## Given text
============

Joshua James Roenicke (born August 4, 1982) is an American former professional baseball pitcher. He most recently pitched for the Uni-President Lions of the Chinese Professional Baseball League (CPBL). He has played in Major League Baseball (MLB) for the Cincinnati Reds, Toronto Blue Jays, Colorado Rockies and Minnesota Twins.

Career

Cincinnati Reds
Roenicke was drafted by the Cincinnati Reds in the 10th round of the 2006 Major League Baseball Draft out of UCLA where he was both an outfielder and a relief pitcher, as well as a defensive back and kick returner on the UCLA football team. Beginning his professional career with the Gulf Coast Reds, Roenicke pitched 8 innings and gave up only one run. He was promoted to the Rookie level Billings Mustangs where he finished 2006. He began 2007 with the High-A Sarasota Reds before being promoted to Double-A Chattanooga. Combined, he had a 3–2 record with a 2.31 ERA, 56 strikeouts, and 24 saves. Roenicke remained in Chattanooga to begin 2008, but was promoted to Triple-A Louisville after 22 appearances. In 35 games for Louisville, he had a 2.54 ERA and was promoted to the majors on September 9.

Roenicke made his major league debut on September 13, walking, striking out, and hitting 1 batter each.

Toronto Blue Jays
On July 31, 2009, he was traded to the Toronto Blue Jays along with Edwin Encarnación and Zach Stewart, in exchange for Scott Rolen and cash considerations

In 2 seasons with the Blue Jays, Roenicke went 1-0 with a 6.38 ERA in 29 games

Colorado Rockies
On June 2, 2011, Roenicke was claimed off waivers by the Colorado Rockies and was optioned to Triple-A Colorado Springs.

In 2 seasons with the Rockies, Roenicke went 4-2 with a 3.33 ERA in 82 games, most of them coming in 2012.

Minnesota Twins
The Minnesota Twins claimed him off waivers on November 2, 2012. He was outrighted to the Triple-A Rochester Red Wings on October 2, 2013.

Washington Nationals
Roenicke signed a minor league contract (including a spring training invitation) with the Washington Nationals on February 14, 2014. After pitching in 23 games for the team's Triple-A affiliate Syracuse Chiefs, he was released on August 4, 2014.

============

## Supplied entries
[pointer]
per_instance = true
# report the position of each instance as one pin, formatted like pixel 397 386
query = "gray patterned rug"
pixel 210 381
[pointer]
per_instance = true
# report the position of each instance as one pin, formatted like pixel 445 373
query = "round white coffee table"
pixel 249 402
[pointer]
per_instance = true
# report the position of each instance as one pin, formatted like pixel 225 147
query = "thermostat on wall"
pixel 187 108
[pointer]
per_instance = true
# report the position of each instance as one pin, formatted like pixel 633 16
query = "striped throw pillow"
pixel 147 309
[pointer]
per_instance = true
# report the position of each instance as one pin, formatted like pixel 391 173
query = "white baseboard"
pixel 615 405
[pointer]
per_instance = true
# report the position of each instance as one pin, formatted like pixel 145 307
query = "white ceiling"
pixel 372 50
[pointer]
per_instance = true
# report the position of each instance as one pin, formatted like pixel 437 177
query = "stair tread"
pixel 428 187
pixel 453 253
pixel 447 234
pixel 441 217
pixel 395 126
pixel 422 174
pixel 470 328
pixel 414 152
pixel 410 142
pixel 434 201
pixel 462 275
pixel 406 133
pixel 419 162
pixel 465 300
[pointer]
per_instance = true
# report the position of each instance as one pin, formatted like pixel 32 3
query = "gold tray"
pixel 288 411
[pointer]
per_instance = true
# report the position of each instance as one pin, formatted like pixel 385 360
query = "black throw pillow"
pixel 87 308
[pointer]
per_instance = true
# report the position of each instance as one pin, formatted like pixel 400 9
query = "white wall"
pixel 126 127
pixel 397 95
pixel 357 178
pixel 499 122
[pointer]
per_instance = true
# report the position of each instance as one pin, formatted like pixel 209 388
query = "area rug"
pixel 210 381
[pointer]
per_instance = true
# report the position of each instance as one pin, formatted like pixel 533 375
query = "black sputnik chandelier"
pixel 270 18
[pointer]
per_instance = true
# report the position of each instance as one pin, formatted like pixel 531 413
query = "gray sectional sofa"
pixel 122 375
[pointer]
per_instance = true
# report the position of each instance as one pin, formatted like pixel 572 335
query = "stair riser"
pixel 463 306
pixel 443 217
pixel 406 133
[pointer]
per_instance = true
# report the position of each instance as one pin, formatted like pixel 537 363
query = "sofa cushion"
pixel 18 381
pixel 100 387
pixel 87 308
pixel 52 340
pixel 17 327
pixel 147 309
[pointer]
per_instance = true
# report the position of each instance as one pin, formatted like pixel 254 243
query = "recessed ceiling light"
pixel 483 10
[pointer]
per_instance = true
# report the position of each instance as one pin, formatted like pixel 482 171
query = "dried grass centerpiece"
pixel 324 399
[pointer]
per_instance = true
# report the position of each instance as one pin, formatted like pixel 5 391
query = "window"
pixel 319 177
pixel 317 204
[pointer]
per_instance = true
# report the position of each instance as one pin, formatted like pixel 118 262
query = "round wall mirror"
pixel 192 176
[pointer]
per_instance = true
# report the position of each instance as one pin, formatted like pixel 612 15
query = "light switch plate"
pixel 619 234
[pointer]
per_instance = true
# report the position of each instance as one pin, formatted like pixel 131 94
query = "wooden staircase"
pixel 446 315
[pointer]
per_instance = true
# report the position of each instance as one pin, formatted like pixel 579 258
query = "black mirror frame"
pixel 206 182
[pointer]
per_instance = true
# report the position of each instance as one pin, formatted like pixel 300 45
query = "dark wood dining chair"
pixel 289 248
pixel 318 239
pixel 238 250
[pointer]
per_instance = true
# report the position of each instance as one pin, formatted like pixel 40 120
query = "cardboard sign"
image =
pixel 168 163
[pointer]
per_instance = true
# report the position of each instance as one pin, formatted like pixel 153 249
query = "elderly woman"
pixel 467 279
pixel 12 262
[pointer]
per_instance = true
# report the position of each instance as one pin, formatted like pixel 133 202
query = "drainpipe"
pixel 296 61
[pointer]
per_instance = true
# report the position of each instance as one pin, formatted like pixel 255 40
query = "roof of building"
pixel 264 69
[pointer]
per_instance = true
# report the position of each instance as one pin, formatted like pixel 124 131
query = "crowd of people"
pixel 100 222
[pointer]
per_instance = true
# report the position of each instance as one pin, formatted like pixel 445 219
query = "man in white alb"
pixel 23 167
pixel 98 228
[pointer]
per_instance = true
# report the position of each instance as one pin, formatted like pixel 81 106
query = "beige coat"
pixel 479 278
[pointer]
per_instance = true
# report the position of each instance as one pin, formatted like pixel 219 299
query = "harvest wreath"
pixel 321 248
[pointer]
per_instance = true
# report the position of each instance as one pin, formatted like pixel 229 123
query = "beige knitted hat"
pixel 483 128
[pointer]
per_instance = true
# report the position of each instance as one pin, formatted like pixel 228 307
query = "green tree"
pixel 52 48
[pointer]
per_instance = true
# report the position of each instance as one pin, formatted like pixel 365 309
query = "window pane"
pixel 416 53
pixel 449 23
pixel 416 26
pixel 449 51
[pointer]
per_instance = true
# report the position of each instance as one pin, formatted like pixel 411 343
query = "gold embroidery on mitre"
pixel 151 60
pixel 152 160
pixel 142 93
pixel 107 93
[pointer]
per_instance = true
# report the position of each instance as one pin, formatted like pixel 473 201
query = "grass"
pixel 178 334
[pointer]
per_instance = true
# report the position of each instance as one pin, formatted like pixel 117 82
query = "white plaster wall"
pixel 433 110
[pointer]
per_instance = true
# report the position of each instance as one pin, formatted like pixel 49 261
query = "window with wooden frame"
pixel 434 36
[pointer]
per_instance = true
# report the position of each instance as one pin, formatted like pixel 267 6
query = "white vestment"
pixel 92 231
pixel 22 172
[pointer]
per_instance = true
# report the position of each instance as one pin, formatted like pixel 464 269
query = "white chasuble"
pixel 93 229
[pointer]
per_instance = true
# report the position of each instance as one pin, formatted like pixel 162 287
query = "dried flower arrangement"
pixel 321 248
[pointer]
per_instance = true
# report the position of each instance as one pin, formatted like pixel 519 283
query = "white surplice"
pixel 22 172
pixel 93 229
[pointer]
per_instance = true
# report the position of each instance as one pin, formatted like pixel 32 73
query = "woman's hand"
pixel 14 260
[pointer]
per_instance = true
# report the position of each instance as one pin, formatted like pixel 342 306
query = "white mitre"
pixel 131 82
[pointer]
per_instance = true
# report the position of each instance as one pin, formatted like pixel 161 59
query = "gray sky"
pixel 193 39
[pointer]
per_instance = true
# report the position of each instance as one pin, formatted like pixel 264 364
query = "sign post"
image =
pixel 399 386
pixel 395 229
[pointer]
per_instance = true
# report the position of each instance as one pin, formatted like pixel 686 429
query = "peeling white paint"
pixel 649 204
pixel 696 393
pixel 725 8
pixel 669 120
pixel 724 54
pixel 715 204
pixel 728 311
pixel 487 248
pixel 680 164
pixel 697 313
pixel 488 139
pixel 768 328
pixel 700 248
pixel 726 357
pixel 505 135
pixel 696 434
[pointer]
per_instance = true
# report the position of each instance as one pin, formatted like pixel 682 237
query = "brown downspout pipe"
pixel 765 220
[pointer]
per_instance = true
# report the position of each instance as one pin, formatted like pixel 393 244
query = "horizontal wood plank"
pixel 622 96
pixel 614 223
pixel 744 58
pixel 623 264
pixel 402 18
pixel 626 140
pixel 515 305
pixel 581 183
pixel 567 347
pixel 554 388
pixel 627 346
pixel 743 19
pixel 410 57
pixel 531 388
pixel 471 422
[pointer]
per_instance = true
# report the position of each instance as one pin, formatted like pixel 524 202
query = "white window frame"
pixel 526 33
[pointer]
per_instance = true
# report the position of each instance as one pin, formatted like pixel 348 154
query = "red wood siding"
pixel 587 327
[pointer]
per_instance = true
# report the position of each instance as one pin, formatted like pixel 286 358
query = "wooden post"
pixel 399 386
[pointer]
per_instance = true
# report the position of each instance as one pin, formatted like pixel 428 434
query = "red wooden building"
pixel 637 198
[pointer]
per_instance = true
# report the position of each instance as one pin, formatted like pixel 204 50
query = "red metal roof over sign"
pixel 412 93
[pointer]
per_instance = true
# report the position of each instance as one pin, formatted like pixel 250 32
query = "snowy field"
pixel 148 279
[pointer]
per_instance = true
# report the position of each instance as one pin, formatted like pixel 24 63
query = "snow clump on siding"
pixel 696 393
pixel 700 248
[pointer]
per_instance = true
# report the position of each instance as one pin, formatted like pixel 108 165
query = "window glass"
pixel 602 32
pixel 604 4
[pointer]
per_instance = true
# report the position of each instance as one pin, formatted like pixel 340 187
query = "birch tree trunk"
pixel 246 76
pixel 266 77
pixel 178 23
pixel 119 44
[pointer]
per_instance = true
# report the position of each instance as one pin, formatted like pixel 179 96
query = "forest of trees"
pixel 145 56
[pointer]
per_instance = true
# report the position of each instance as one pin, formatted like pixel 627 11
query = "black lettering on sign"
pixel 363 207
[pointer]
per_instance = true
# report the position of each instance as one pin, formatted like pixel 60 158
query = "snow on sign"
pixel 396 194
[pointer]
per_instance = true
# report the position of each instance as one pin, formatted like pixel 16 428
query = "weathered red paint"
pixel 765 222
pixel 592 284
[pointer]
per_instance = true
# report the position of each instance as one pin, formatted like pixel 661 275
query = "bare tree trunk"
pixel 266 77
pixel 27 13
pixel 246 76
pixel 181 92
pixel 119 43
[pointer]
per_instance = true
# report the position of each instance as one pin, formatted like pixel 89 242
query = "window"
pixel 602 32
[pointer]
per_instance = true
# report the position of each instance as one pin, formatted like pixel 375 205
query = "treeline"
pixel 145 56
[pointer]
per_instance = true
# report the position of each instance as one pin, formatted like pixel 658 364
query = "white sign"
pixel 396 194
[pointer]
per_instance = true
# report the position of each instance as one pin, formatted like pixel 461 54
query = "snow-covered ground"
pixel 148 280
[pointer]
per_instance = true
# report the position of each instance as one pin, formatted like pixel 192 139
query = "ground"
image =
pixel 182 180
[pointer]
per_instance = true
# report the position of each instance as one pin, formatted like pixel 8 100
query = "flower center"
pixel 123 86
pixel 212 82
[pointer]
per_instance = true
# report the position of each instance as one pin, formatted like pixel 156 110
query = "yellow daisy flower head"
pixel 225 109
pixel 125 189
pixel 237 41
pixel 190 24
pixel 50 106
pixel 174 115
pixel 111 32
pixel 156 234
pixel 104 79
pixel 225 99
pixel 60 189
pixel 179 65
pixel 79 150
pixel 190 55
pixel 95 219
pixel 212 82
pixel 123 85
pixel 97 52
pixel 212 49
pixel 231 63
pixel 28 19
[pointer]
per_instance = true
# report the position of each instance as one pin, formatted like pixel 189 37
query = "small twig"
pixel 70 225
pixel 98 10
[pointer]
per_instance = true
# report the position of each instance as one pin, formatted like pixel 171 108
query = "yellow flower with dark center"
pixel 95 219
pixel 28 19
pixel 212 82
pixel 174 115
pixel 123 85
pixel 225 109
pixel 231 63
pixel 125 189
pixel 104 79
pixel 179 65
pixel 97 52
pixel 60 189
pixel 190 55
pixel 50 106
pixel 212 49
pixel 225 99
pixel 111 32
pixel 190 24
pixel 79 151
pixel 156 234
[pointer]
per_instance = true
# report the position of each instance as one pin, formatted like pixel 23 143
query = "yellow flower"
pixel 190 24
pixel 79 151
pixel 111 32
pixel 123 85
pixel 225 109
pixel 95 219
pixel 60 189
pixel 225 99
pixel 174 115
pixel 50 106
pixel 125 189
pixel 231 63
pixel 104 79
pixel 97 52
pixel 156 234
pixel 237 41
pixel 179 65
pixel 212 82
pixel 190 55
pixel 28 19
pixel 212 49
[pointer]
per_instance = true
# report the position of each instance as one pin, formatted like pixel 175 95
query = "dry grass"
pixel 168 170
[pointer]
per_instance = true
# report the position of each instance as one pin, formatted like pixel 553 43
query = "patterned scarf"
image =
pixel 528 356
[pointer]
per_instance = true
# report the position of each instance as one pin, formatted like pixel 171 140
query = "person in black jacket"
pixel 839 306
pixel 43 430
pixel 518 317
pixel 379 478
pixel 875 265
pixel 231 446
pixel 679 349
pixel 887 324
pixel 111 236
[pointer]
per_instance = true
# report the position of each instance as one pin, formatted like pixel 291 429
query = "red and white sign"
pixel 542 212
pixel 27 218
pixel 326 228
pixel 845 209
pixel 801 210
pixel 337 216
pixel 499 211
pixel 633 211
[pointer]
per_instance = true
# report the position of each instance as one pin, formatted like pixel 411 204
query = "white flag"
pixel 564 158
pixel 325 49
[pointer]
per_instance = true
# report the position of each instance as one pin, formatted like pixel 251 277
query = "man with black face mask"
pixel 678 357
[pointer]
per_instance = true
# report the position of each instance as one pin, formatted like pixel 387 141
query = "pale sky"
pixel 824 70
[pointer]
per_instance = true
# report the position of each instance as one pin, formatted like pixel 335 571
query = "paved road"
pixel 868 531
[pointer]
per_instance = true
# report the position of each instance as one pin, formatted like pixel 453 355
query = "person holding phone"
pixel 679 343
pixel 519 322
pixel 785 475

============

## Prompt
Continue the article on baseball pitcher Joshua Roenicke's career, starting right after its final sentence.

## Result
Colorado Rockies
Roenicke signed a minor league deal with the Colorado Rockies on August 12, 2014. He pitched in 6 games for their Triple-A affiliate.

Milwaukee Brewers
Roenicke signed a minor league with the Brewers on February 12. He was 7-12 with a 6.15 ERA for their Triple-A affiliate.

Los Angeles Angels of Anaheim
Roenicke signed a minor league deal with the Los Angeles Angels of Anaheim on March 7, 2016. He spent 2016 split between the Angels' Advanced-A, Double-A, and Triple-A teams.

Pericos de Puebla
On February 21, 2017, Roenicke signed with the Pericos de Puebla of the Mexican League. He finished the season with a 7-5 record and a 2.70 ERA in 20 starts for the Pericos, getting selected to the Mexican League All-Star Game (South Division) and carrying the club to its second consecutive championship appearance.

Uni-President Lions
On February 9, 2018, Roenicke signed with the Uni-President Lions of the Chinese Professional Baseball League. In 26 starts, Roenicke posted a league-leading 3.17 ERA across 156 innings pitched. He re-signed with the Uni-Lions for the 2019 season. Roenicke recorded a 3.50 ERA and 1.17 WHIP over 105.1 innings. He later re-signed with the team for the 2020 season. Roenicke was released on August 30, 2020, after tearing a ligament in his pitching elbow.

Pitching style
Roenicke throws five pitches. He has a four-seam fastball thrown at 91–95 mph, a two-seam fastball at 91–94, a slider (82–86), a curveball (76–79), and an occasional changeup (83–85). He does not use his changeup against right-handed hitters. His primary fastball against righties is the four-seamer, while he leans toward the two-seamer against lefties. Despite average to above-average whiff rates on his pitches, he strikes hitters out at a rate well below one per inning.

Personal life
Roenicke, who grew up in Nevada City, California, comes from a baseball family as his brother Jason played in Toronto's minor league system in 2008-2009, his father Gary played 12 major league seasons from 1976 to 1988 and is currently a scout in the Baltimore Orioles organization, and his uncle Ron played 8 seasons from 1981 to 1988 and was previously the manager of the Milwaukee Brewers from 2011 to 2015 and the Boston Red Sox in 2020. 

Roenicke is the brother-in-law of former Colorado Rockies outfielder Ian Desmond, having married Desmond's sister Nikki in 2010.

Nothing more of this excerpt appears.